GIVEN TASK:
Rewrite the records starting at the line that contains "mirror, I would be grateful." and ending at the last of the records, replacing "outline" with "trace" and leaving all else unchanged.

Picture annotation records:

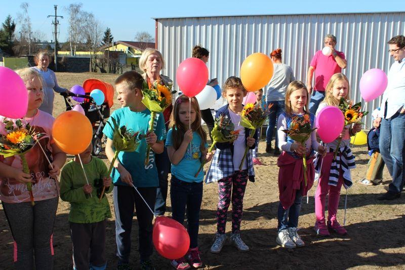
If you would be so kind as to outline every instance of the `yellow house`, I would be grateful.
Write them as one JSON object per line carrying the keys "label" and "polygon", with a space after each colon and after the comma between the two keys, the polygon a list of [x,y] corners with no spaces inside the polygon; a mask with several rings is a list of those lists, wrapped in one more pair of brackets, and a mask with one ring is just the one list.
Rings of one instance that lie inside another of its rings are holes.
{"label": "yellow house", "polygon": [[147,48],[155,48],[153,42],[118,41],[100,47],[101,50],[124,52],[127,54],[127,64],[137,65],[142,52]]}

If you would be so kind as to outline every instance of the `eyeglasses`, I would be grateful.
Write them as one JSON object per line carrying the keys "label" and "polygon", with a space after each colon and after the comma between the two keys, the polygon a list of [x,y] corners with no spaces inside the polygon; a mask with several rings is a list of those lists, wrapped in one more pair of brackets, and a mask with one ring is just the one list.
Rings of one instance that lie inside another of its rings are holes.
{"label": "eyeglasses", "polygon": [[399,50],[400,50],[402,48],[403,48],[403,47],[398,48],[396,50],[388,50],[388,52],[389,53],[397,53],[398,51],[399,51]]}

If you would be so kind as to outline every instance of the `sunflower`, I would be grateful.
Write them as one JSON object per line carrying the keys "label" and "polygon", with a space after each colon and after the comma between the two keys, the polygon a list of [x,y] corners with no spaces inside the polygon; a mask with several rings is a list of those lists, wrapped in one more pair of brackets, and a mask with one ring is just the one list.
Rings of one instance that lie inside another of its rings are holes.
{"label": "sunflower", "polygon": [[358,113],[355,110],[352,109],[348,109],[345,112],[345,119],[346,121],[350,122],[354,122],[358,117]]}
{"label": "sunflower", "polygon": [[7,139],[16,144],[24,141],[26,136],[27,133],[24,131],[17,130],[7,134]]}
{"label": "sunflower", "polygon": [[169,88],[165,85],[157,84],[157,91],[159,95],[166,99],[166,106],[169,106],[172,103],[172,94]]}

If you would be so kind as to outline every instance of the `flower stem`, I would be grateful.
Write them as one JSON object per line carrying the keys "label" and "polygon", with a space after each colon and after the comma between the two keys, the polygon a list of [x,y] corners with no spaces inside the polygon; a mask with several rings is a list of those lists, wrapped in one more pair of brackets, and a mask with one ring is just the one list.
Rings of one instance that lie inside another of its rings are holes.
{"label": "flower stem", "polygon": [[[154,111],[150,112],[150,121],[149,122],[149,131],[150,132],[153,131],[153,122],[154,122],[155,113]],[[146,146],[146,158],[145,159],[145,166],[149,164],[149,155],[150,151],[150,146],[148,144]]]}
{"label": "flower stem", "polygon": [[[211,147],[210,147],[210,149],[208,149],[208,152],[209,153],[210,152],[212,151],[212,149],[214,149],[214,147],[215,146],[215,144],[216,144],[216,143],[217,143],[217,141],[214,140],[212,144],[211,145]],[[195,175],[194,176],[194,177],[197,177],[199,172],[201,171],[201,170],[204,167],[204,165],[205,165],[206,164],[207,164],[207,161],[206,160],[204,160],[204,161],[201,163],[201,165],[199,166],[199,168],[198,168],[198,170],[197,171],[197,173],[196,173]]]}
{"label": "flower stem", "polygon": [[[108,172],[107,173],[107,176],[108,177],[111,174],[111,172],[112,171],[112,168],[114,168],[114,163],[115,162],[115,160],[117,159],[118,157],[118,153],[119,152],[115,150],[115,152],[114,153],[114,157],[112,158],[112,160],[111,161],[111,164],[110,164],[110,168],[108,168]],[[101,195],[100,195],[100,198],[98,201],[99,203],[101,202],[101,199],[103,199],[103,195],[104,195],[104,191],[105,191],[105,186],[103,186],[103,189],[101,190]]]}
{"label": "flower stem", "polygon": [[[29,168],[28,168],[28,164],[27,163],[27,159],[25,159],[25,156],[24,154],[20,154],[20,158],[21,159],[22,162],[22,170],[25,173],[29,174]],[[25,183],[27,185],[27,189],[29,192],[29,198],[31,200],[31,205],[33,206],[35,205],[34,202],[34,196],[32,194],[32,183],[31,182],[28,182]]]}

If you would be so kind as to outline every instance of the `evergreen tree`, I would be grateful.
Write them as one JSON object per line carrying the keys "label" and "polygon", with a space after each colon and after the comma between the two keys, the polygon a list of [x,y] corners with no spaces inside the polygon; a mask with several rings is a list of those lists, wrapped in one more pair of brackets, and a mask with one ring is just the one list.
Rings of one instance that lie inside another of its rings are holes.
{"label": "evergreen tree", "polygon": [[13,54],[13,47],[15,29],[16,23],[10,15],[8,16],[0,29],[0,48],[10,55]]}
{"label": "evergreen tree", "polygon": [[113,39],[114,37],[111,34],[111,29],[109,27],[107,27],[107,29],[104,31],[104,36],[101,41],[101,44],[103,45],[111,44]]}

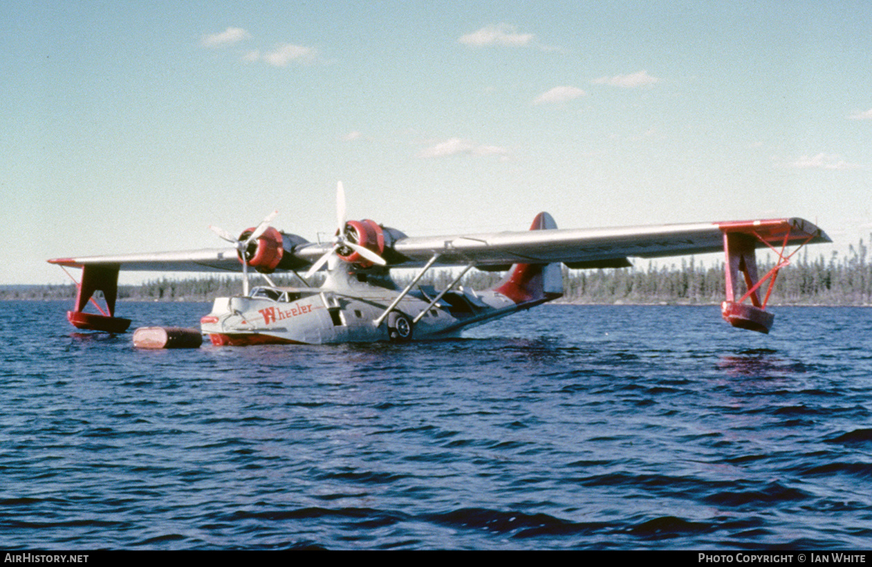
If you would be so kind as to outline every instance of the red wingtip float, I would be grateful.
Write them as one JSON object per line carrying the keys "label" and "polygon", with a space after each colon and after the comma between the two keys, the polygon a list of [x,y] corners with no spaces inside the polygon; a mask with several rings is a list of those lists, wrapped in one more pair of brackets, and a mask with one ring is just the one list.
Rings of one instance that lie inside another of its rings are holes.
{"label": "red wingtip float", "polygon": [[[69,258],[49,260],[51,263],[60,266],[78,266],[75,261]],[[83,265],[82,281],[77,282],[78,290],[76,293],[76,309],[66,312],[66,319],[77,329],[86,331],[104,331],[106,332],[124,332],[130,326],[130,319],[115,317],[115,300],[118,298],[118,272],[119,264],[92,264]],[[75,281],[75,279],[73,279]],[[94,300],[95,291],[102,291],[106,308]],[[88,302],[97,308],[99,315],[87,313],[84,311]]]}
{"label": "red wingtip float", "polygon": [[[802,219],[775,219],[747,222],[721,222],[724,231],[724,263],[726,299],[721,304],[724,318],[734,327],[768,333],[775,316],[766,311],[769,295],[775,285],[780,270],[790,263],[790,258],[803,245],[826,236],[821,229]],[[780,244],[780,249],[772,243]],[[778,256],[774,267],[763,277],[757,274],[755,249],[762,243]],[[789,244],[796,245],[786,254]],[[739,278],[739,274],[743,277]],[[760,299],[760,289],[768,280],[766,296]],[[745,291],[741,290],[744,281]],[[738,298],[737,298],[738,297]],[[750,300],[751,304],[743,303]]]}
{"label": "red wingtip float", "polygon": [[[632,265],[630,257],[723,250],[724,318],[736,327],[768,332],[773,316],[766,305],[779,270],[803,245],[830,242],[823,231],[799,218],[560,229],[548,213],[540,213],[527,231],[408,236],[371,220],[346,221],[341,184],[337,188],[338,226],[330,242],[310,243],[276,230],[269,226],[276,215],[238,238],[212,227],[232,248],[50,260],[82,269],[70,322],[79,329],[126,330],[130,321],[114,314],[119,270],[238,272],[242,268],[242,293],[215,299],[212,311],[201,319],[201,332],[215,345],[439,338],[560,297],[562,263],[574,270],[622,268]],[[787,254],[787,246],[796,249]],[[758,248],[778,255],[775,266],[762,277],[757,273]],[[434,266],[460,268],[439,291],[419,285]],[[249,291],[249,276],[254,276],[249,268],[268,284]],[[324,268],[320,287],[310,287],[299,274],[307,270],[308,277]],[[392,268],[419,271],[401,290],[391,278]],[[491,290],[459,286],[473,268],[508,274]],[[269,274],[282,270],[297,275],[303,286],[275,285]],[[105,309],[93,300],[97,290],[103,292]],[[84,312],[89,301],[100,314]]]}

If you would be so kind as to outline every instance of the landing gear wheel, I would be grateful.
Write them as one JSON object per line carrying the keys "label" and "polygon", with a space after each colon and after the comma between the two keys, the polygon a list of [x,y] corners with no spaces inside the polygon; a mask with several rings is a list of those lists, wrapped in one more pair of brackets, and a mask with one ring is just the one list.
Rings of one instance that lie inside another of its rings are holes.
{"label": "landing gear wheel", "polygon": [[412,322],[402,313],[392,311],[387,316],[387,333],[393,341],[412,340]]}

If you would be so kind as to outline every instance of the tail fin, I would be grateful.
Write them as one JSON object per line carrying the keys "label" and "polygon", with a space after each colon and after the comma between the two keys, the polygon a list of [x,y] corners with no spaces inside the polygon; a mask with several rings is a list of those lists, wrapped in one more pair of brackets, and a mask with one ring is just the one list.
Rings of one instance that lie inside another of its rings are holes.
{"label": "tail fin", "polygon": [[[536,215],[530,225],[530,230],[548,230],[556,229],[554,217],[542,212]],[[501,293],[518,304],[532,307],[546,301],[556,299],[563,295],[563,276],[560,263],[516,263],[508,271],[508,276],[494,291]]]}

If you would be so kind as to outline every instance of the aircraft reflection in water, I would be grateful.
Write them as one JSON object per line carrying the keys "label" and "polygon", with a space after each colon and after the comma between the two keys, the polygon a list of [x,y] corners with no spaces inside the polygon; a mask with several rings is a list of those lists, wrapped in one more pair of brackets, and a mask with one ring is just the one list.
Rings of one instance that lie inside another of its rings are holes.
{"label": "aircraft reflection in water", "polygon": [[[773,316],[766,304],[778,271],[803,245],[830,242],[822,230],[800,218],[558,229],[548,213],[536,215],[528,231],[407,236],[371,220],[346,221],[342,183],[337,189],[337,229],[332,242],[310,243],[281,232],[270,226],[276,215],[238,238],[212,227],[233,248],[49,260],[82,269],[76,306],[67,318],[80,329],[126,331],[130,321],[114,313],[120,270],[215,271],[241,267],[242,293],[216,298],[212,311],[201,319],[202,332],[215,345],[438,338],[560,297],[561,263],[576,270],[620,268],[630,266],[631,256],[724,250],[724,318],[737,327],[768,332]],[[789,254],[788,245],[796,247]],[[755,249],[764,247],[779,259],[760,277]],[[434,266],[462,270],[445,290],[419,285]],[[249,290],[249,268],[268,285]],[[310,287],[306,278],[324,268],[324,284]],[[391,279],[392,268],[420,270],[399,289]],[[491,290],[459,286],[473,268],[508,273]],[[304,269],[307,272],[300,276]],[[303,285],[276,286],[269,275],[281,270],[299,276]],[[103,292],[105,308],[93,300],[96,290]],[[84,311],[89,301],[99,314]]]}

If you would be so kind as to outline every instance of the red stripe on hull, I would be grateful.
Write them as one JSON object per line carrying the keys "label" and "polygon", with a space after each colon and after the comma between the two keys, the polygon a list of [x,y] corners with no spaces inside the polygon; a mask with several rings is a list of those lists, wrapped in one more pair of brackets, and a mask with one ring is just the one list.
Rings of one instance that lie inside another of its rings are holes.
{"label": "red stripe on hull", "polygon": [[273,337],[253,333],[239,333],[228,335],[225,333],[209,333],[209,340],[215,346],[252,346],[254,345],[305,345],[290,338]]}

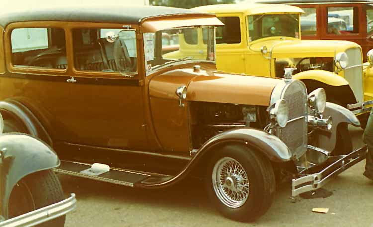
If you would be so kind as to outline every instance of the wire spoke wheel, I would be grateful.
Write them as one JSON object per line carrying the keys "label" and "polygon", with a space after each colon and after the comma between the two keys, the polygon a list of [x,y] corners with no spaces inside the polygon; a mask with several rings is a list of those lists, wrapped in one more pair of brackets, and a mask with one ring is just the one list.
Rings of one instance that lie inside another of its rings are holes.
{"label": "wire spoke wheel", "polygon": [[245,169],[231,157],[223,157],[214,165],[212,183],[219,199],[226,206],[242,206],[249,197],[250,184]]}

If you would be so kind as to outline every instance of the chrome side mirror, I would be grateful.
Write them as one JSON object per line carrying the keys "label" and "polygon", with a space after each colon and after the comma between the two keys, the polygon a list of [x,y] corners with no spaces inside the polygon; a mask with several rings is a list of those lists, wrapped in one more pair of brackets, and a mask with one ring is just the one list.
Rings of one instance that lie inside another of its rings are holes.
{"label": "chrome side mirror", "polygon": [[267,47],[266,46],[263,46],[262,47],[261,47],[260,52],[262,52],[262,54],[267,54],[267,52],[268,52],[267,50]]}
{"label": "chrome side mirror", "polygon": [[179,106],[180,107],[184,106],[184,104],[182,103],[182,100],[186,98],[186,86],[185,85],[182,86],[176,89],[175,93],[179,97]]}
{"label": "chrome side mirror", "polygon": [[373,65],[373,49],[367,52],[367,60],[371,66]]}
{"label": "chrome side mirror", "polygon": [[109,31],[106,32],[105,34],[105,36],[106,37],[106,40],[109,43],[113,43],[115,42],[115,40],[119,37],[113,31]]}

CORRECT RESPONSE:
If you would be so kind as to trace every instance of the chrome side mirror, I would be grateful.
Write them as one JSON object per line carrying the keys "label" and "polygon", with a space after each colon and after the comma between the two keys, the polygon a list of [x,y] corners with no spaces inside the polygon; a mask with several rings is a list of those lists, wrapped in one more pair of brackets, and a mask with one ring is just the one list.
Rings of one instance that lie inside another of its rings are holes.
{"label": "chrome side mirror", "polygon": [[267,47],[266,46],[263,46],[262,47],[261,47],[260,52],[262,52],[262,54],[267,54],[267,52],[268,52],[267,50]]}
{"label": "chrome side mirror", "polygon": [[179,106],[180,107],[184,106],[184,104],[182,103],[182,100],[186,98],[186,86],[185,85],[182,86],[176,89],[175,93],[179,97]]}
{"label": "chrome side mirror", "polygon": [[373,65],[373,49],[367,52],[367,60],[371,66]]}
{"label": "chrome side mirror", "polygon": [[109,31],[106,32],[105,34],[105,36],[106,37],[106,40],[109,43],[113,43],[115,42],[115,40],[119,37],[113,31]]}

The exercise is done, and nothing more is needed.